YOUR INSTRUCTIONS:
Output the full listing below exactly, without the pictures.
------------------------------
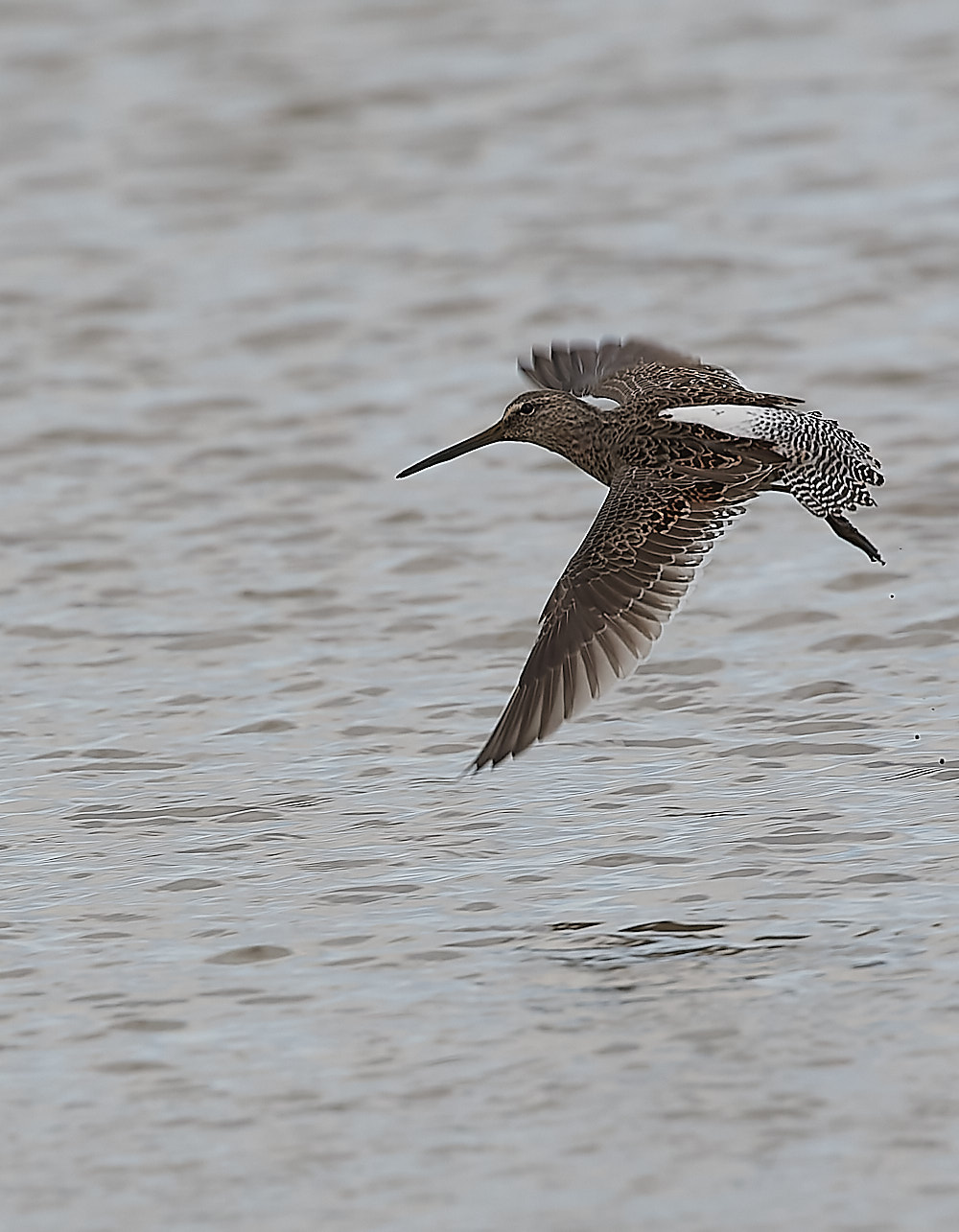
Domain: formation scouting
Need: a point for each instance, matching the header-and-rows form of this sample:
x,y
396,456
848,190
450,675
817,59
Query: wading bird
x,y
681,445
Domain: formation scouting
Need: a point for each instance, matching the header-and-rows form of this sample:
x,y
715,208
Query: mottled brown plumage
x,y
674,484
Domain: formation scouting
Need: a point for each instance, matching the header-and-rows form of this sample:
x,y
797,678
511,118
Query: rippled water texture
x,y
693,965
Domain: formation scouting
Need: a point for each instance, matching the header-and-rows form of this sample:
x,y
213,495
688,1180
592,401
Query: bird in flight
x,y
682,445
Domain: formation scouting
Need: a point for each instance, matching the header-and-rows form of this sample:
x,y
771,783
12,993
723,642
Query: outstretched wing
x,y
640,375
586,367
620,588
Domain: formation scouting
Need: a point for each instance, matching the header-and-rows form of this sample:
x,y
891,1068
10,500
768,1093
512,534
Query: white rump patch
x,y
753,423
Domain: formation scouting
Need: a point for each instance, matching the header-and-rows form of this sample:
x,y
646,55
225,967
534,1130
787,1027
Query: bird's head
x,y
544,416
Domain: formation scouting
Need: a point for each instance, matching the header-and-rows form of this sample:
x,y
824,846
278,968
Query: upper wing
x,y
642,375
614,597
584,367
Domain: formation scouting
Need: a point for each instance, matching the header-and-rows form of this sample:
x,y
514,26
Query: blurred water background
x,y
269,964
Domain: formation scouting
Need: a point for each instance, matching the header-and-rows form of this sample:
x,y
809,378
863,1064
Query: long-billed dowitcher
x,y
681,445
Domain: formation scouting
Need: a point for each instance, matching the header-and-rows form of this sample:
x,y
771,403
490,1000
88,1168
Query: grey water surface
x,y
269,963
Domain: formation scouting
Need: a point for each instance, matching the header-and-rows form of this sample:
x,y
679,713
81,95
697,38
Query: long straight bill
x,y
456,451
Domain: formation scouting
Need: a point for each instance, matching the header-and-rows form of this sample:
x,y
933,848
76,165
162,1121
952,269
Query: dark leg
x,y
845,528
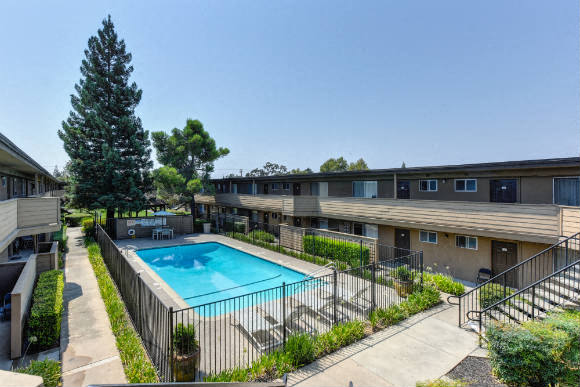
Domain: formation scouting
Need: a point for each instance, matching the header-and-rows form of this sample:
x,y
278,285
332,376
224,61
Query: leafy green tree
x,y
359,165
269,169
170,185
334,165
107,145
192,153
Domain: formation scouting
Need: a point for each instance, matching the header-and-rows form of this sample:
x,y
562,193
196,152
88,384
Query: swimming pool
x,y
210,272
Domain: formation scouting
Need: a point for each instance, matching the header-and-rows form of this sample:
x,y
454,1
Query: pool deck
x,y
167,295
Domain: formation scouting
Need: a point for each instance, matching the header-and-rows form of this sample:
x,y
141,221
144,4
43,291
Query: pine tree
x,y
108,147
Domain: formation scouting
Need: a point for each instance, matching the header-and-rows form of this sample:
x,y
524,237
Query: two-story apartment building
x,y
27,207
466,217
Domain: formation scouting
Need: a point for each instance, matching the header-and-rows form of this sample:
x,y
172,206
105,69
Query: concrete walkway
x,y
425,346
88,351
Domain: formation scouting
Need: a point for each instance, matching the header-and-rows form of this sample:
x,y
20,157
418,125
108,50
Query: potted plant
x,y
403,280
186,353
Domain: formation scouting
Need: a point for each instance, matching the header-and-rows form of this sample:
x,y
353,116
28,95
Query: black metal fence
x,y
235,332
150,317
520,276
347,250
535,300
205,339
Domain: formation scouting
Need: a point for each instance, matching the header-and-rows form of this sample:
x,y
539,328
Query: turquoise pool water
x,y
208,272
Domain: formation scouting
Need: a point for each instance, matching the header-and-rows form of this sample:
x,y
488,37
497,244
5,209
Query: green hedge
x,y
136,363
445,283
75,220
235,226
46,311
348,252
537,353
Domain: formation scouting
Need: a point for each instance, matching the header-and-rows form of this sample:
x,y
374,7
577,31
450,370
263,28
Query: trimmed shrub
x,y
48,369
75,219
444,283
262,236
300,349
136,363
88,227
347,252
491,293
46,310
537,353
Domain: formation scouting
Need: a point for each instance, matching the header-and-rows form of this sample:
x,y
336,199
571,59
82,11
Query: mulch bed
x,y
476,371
------------------------------
ANSWER TO THE PROBLEM:
Domain: formation scouting
Need: a point for each instance, matching the header-and-rows form of this sample:
x,y
396,456
848,190
450,675
817,59
Query: wading bird
x,y
681,445
Domain: formation scouting
Need: a point for each instance, matching the header-and-rows form of this sample:
x,y
715,208
Query: mottled brown plumage
x,y
674,484
Domain: formation scouting
Need: a point for each instance, matching the header-and-rows form of this sample:
x,y
797,678
511,118
Query: rippled water texture
x,y
693,965
Domain: formation scouting
Need: a point for each instance, matching the header-and-rows form of this sample:
x,y
213,495
688,1180
592,401
Query: bird in flight
x,y
682,445
Domain: formation scouting
Need: a point for each instance, matching the header-and-rows form of this sample:
x,y
771,783
12,993
723,642
Query: outstretched wing
x,y
640,375
586,367
620,588
Domain: formation scouting
Need: a point for each instance, matching the header-and-rows form of this sample:
x,y
891,1068
10,500
768,1093
512,534
Query: white rump patch
x,y
753,423
Domain: formation scouting
Need: a point for each instance, matching the header-and-rows form of this sample:
x,y
646,55
225,967
534,1130
787,1027
Query: bird's head
x,y
544,416
Domain: formation scouting
Need: a point for each instance, matching the header-and-rows form of this sample:
x,y
824,846
278,968
Query: upper wing
x,y
642,375
614,597
584,367
Domain: formation scouting
Need: a point for each instance, matching the header-and-rows form of this sample:
x,y
514,26
Query: blurred water background
x,y
269,964
Domain: formation scouting
Need: a point for each instance, matching the header-and-rows form of this sample:
x,y
809,378
863,1064
Query: long-billed dowitcher
x,y
681,445
Domain: formation scouting
Need: a point for each instance, matching the header-and-rows form of this sample:
x,y
771,403
490,1000
88,1168
Query: grey water surface
x,y
269,963
Domain: formation scouting
Need: a point for each instance, matching the header-and-rows form of this sample:
x,y
679,713
81,95
697,38
Query: long straight bill
x,y
456,451
Domain: formation scouting
Need: a point for each instance, matching the header-and-rows form of this sample:
x,y
933,848
76,165
162,1121
952,269
Query: dark leg
x,y
845,528
Domain: formation scouting
Need: a point for each instance, matching the header-and-rows form of this sample:
x,y
278,285
332,376
224,61
Query: leafy green tree
x,y
359,165
269,169
170,185
334,165
107,145
192,153
Domain: formation scouting
Need: a point for each instance, matching the header-and-rows form of this sample:
x,y
562,193
196,152
88,384
Query: swimming pool
x,y
210,272
Domain: formation scouting
Need: a point for each instance, matching the header-and-rows form of this sample:
x,y
454,1
Query: pool deck
x,y
167,295
Domain: formation scouting
Need: a point for each instance, matching the header-and-rows form of this sample:
x,y
141,221
144,4
43,291
Query: pine tree
x,y
108,147
Domain: formation scouting
Need: a point for each instance, matching the header-and-rows form of this sample:
x,y
524,237
Query: two-story apartment building
x,y
27,207
466,217
Domain: formation scouting
Need: a point for each instance, matching the header-and-rows form of this sample:
x,y
172,206
105,69
Query: concrete walkway
x,y
425,346
88,351
Domain: formation scouting
Need: a point for each instance, matching the header-and-rows form of this sample:
x,y
20,157
418,125
108,50
Query: potted plant
x,y
403,280
186,353
Domain: formation scouting
Need: a point for each instance, matching the header-and-rows form of this sample:
x,y
353,116
28,95
Query: black metal fence
x,y
235,332
150,317
520,276
347,250
535,300
205,339
Domain: formation scouting
Need: a point for each instance, matching the header-and-rows form of this sample:
x,y
539,328
Query: turquoise pool water
x,y
208,272
Domain: formation scouting
Need: a point for each instance, matching the header-and-rows form of this sample:
x,y
488,37
497,244
5,209
Query: green hedge
x,y
136,363
445,283
75,220
235,226
46,311
348,252
537,353
Domain: formation scouting
Need: a point for each instance, matching the header-and-rows form of this sample:
x,y
374,7
577,31
450,370
263,28
Query: trimmed shrub
x,y
48,369
75,219
444,283
262,236
300,349
136,363
88,227
347,252
491,293
46,310
537,353
Domain: formation scouting
Need: a point for each instance, matching the header-and-rows form of this sample:
x,y
336,199
571,59
82,11
Query: mulch bed
x,y
476,371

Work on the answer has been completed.